(Excerpts from a dataset)
■ ■ ■ ■ ■ ■ ■

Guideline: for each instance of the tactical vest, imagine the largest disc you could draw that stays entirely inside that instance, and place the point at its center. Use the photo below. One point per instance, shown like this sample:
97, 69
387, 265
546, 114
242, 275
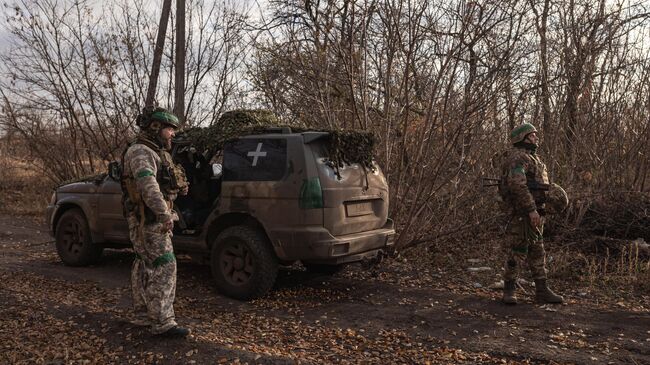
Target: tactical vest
536, 180
170, 178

■ ■ ■ ■ ■ ■ ■

• **What you need to do**: Each record above should be repeated exactly, please, without pictures.

• **Solution for this problem**:
Guideline: for each instance of the tactical vest, imagine the largest disc you could draw that stays entirely inside that instance, and place the point at its center. Use the photo below. One point per instance, shown like this sample:
97, 69
387, 265
546, 114
242, 275
Target: tactical vest
536, 180
170, 178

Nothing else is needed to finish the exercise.